====== LISTED RECORDS ======
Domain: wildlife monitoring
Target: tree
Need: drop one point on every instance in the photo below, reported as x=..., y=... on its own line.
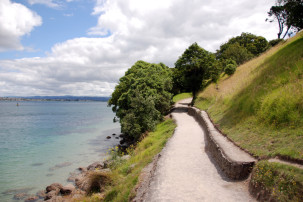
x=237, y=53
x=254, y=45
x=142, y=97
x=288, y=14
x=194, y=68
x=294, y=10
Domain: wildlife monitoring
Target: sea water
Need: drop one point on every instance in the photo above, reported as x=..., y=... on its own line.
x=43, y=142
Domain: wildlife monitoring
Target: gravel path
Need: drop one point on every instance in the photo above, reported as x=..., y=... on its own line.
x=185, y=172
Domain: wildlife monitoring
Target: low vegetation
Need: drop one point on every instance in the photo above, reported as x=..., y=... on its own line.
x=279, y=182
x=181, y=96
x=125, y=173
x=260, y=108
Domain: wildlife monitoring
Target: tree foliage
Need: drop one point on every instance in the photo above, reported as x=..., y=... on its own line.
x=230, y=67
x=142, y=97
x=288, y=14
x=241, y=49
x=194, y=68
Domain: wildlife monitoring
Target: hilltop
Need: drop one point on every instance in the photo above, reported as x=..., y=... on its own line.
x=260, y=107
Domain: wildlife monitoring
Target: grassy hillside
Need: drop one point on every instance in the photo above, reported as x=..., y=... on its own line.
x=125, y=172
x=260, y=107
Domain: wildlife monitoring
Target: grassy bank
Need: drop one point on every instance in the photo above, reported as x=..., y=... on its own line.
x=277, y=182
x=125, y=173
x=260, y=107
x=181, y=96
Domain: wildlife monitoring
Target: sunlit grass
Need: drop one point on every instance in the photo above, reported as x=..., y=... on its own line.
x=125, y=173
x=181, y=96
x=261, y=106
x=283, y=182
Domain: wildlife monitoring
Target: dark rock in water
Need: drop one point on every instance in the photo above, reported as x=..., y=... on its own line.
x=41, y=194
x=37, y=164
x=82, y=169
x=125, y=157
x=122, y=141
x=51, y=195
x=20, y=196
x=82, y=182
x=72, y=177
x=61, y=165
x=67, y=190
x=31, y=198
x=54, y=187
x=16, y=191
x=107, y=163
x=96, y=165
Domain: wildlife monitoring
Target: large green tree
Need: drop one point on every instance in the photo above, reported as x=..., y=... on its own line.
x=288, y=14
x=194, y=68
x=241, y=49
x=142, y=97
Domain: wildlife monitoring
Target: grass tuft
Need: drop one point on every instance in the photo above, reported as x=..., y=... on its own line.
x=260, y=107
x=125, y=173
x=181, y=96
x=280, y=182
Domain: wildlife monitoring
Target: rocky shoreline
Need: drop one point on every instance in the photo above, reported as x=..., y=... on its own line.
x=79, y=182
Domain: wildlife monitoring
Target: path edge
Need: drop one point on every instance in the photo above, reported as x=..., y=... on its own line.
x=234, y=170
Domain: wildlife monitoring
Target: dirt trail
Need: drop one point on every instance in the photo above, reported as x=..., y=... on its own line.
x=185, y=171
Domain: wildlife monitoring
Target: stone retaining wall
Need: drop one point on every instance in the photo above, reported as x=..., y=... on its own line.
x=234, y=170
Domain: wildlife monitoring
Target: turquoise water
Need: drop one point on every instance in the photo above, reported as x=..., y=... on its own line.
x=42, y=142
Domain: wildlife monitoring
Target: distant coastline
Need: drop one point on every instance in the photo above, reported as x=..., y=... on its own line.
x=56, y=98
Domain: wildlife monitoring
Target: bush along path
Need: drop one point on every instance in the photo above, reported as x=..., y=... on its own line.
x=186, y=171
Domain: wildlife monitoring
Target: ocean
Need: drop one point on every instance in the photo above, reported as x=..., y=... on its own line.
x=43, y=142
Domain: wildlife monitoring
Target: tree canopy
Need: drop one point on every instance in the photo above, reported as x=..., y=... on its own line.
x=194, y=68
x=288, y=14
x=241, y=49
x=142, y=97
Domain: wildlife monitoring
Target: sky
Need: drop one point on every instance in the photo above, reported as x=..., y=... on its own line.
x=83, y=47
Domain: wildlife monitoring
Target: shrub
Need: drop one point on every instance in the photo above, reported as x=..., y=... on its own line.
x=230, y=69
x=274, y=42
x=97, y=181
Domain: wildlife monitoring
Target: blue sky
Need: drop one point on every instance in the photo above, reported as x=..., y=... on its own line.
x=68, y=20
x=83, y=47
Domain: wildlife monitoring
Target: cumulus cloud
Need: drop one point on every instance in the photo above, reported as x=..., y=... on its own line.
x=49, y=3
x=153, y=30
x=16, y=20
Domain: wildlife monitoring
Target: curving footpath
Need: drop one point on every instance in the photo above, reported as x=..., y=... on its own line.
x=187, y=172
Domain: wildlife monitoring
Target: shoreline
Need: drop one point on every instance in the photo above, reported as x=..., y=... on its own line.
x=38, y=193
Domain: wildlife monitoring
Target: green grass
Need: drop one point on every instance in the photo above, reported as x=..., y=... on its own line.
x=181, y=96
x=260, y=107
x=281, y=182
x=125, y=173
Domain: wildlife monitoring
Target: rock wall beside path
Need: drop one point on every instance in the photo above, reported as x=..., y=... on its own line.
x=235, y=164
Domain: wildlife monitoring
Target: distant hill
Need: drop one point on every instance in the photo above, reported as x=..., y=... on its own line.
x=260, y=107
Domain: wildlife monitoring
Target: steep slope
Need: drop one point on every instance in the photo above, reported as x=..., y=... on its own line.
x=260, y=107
======
====== LISTED RECORDS ======
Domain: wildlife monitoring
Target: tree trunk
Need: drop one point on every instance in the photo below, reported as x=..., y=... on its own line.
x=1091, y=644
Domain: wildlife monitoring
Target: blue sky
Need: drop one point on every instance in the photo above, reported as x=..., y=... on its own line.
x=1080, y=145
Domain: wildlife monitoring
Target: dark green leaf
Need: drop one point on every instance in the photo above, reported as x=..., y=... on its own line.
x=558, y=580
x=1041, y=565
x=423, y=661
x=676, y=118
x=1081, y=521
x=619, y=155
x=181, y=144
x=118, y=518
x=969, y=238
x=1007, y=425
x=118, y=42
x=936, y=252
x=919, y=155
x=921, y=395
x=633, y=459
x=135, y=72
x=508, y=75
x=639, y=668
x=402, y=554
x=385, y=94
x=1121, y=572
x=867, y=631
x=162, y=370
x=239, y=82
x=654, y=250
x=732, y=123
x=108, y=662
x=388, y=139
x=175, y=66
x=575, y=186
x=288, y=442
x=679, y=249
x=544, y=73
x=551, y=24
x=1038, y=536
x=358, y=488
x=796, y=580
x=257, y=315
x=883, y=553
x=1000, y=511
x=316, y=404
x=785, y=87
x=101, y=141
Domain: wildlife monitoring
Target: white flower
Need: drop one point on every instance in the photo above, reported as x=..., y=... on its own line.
======
• [WHAT IS EXPECTED]:
Return each line of the records above in which the word "shoreline" occurs.

• [ANSWER TO THIS EXERCISE]:
Target: rocky shoreline
Target: shoreline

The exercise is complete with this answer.